Once upon a time (December 2010), I found myself excitedly traveling to Utah for New Year's Eve.
I was living in San Diego at the time (I grew up there! sigh. I miss you, California!) (enter crying emoji), but a veeeeeery cute boy had been texting me for a few months and had invited me to come watch him sing at a big NYE event. (You've seen this boy on a televised singing competition called 'The Voice'. He's freaking dreamy as all get out.) (Note to the boy I'm currently dating: I am absolutely crazy about you. Don't freak out.) (Anyways.) I had packed a cute outfit, had a double date planned with my sister and her husband for earlier in the evening, and then was planning on partying the night away with this handsome fellow (I shall henceforth call him 'Dreamy Guy') - and, let's be real...I was excited for the possibility of our first kiss happening at midnight. Sigh. The idyllic, romantic stars were aligned perfectly to launch this text-flirtation into full-blown dating-exclusivity-bliss. I was PUMPED.
The afternoon/evening started off well enough. Dreamy Guy came to dinner and was handsome and swoon-worthy. Check and check. My sister and I ordered the same dish - smoked turkey leg - from the menu (a delicious-sounding option from one of Provo's high-end, trendy establishments). I remember thinking,"The texture of this meat is a little weird. Kind of...chewy? It turkey supposed to be this chewy??" As I went to ask Nikki (my sister) if her turkey was chewy, too, her phone buzzed and her face went pale as she read the text...

########

▸ Actions to take:
• 1. In the New Year's Eve story, what dish did the narrator and her sister both order at dinner?
• 2. Decide whether each statement agrees with the New Year's Eve story, and quote the words that settle it: (a) The narrator was living in San Diego in December 2010. (b) The narrator's double date was with her brother and his wife. (c) Dreamy Guy had invited the narrator to an event to hear her sing.
Answer using only the New Year's Eve story.

(Natural-language object grounding data)
########

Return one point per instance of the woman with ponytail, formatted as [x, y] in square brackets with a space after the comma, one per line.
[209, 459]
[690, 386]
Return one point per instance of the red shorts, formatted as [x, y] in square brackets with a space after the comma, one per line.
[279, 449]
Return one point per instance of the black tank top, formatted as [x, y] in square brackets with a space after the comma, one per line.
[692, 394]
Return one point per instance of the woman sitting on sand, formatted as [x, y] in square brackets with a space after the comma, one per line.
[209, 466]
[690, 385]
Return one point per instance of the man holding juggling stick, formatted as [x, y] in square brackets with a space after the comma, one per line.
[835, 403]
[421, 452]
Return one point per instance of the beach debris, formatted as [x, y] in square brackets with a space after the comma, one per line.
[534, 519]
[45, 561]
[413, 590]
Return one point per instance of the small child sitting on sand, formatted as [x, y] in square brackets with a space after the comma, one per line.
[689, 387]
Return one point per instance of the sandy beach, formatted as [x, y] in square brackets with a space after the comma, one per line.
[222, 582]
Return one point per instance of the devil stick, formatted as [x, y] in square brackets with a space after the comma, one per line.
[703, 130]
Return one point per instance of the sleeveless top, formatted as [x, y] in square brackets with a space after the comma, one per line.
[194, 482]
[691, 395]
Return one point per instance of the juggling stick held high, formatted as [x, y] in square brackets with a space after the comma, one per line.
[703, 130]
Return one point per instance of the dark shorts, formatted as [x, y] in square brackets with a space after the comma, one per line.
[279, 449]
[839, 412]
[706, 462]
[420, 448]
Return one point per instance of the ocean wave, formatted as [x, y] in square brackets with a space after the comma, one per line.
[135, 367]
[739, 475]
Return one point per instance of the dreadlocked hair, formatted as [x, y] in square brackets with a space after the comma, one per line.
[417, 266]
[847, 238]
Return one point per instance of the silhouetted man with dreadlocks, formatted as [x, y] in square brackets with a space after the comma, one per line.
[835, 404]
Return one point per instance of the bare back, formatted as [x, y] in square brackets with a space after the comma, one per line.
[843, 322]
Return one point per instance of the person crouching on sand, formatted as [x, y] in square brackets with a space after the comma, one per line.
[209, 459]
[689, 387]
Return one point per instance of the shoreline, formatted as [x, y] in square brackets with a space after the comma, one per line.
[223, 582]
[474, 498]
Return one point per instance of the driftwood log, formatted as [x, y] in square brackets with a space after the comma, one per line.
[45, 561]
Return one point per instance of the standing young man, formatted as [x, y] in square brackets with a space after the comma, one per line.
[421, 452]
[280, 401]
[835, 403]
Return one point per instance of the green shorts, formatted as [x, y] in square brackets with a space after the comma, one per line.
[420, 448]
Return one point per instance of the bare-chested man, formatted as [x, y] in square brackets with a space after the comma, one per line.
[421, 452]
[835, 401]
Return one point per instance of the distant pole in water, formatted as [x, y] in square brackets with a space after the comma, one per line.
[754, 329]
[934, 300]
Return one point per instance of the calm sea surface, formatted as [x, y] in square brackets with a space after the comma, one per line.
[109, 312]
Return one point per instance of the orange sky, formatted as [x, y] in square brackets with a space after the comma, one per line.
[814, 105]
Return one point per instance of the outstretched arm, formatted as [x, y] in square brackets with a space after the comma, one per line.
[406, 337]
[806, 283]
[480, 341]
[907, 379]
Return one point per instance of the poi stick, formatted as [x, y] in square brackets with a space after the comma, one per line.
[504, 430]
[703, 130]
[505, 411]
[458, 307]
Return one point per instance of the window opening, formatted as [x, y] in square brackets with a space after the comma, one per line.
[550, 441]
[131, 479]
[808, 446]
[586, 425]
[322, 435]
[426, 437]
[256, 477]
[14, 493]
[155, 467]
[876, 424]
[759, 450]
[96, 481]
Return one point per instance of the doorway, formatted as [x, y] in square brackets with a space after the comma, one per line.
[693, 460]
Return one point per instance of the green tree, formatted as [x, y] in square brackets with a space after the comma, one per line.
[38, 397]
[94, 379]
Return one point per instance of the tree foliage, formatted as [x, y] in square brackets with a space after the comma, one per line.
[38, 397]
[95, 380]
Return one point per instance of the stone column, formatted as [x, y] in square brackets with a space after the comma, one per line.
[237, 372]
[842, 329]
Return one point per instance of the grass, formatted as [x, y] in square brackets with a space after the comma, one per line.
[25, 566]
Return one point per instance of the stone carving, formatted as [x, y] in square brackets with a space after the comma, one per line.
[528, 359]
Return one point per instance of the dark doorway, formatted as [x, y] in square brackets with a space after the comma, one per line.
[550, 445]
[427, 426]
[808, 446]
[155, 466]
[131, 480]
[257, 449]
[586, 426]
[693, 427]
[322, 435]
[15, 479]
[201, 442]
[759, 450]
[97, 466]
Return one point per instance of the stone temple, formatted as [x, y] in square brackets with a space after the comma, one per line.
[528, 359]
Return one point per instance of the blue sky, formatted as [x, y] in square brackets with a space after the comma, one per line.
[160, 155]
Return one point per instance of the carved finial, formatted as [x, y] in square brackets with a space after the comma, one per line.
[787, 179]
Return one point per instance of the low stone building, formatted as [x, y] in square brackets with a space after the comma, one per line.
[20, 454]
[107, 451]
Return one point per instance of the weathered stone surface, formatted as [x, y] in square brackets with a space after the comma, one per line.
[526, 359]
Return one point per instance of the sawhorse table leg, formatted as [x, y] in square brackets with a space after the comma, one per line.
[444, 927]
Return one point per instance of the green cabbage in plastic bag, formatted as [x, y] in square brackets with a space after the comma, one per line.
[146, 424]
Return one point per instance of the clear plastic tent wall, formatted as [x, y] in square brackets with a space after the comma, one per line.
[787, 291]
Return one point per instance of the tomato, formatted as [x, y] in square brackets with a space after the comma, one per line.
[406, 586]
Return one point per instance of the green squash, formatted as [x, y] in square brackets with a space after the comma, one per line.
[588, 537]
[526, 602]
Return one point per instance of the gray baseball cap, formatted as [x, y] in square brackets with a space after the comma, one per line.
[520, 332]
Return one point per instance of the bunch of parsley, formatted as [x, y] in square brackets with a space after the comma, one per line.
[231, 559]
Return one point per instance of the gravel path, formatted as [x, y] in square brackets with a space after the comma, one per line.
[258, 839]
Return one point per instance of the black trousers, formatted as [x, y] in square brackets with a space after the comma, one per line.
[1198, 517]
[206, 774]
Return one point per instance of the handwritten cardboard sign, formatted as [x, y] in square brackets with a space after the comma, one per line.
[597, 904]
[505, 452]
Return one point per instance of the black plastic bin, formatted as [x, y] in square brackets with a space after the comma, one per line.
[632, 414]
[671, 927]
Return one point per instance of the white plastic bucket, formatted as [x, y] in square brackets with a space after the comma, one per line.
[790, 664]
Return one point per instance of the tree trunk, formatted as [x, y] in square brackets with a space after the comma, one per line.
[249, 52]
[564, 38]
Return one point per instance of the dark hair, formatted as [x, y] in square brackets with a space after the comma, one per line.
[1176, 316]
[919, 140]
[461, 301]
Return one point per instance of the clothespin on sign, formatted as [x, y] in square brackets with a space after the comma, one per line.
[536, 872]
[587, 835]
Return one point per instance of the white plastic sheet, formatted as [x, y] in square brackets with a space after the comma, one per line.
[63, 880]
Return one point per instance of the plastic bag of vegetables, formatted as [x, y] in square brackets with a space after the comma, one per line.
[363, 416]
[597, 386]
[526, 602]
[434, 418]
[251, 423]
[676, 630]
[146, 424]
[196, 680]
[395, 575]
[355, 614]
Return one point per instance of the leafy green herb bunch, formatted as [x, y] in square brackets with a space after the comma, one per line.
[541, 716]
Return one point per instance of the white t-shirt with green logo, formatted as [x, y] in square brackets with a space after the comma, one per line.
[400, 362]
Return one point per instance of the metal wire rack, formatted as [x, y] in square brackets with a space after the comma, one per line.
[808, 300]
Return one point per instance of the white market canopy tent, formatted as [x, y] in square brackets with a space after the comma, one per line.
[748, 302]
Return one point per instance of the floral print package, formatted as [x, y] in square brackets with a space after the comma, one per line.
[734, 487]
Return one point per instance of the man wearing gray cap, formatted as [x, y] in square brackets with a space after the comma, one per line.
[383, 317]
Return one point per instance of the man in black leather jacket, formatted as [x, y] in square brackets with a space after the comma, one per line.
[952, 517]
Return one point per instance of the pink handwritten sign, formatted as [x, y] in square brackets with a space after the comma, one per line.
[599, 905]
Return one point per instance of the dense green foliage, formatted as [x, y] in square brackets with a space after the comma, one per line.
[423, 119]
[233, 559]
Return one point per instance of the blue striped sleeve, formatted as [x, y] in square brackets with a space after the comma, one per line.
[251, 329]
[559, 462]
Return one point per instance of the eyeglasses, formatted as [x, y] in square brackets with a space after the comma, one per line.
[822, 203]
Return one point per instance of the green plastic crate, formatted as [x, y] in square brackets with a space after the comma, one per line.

########

▸ Answers in order:
• 1. Smoked turkey leg.

• 2.
(a) Yes: "I was living in San Diego at the time"
(b) No: "had a double date planned with my sister and her husband"
(c) No: "had invited me to come watch him sing at a big NYE event"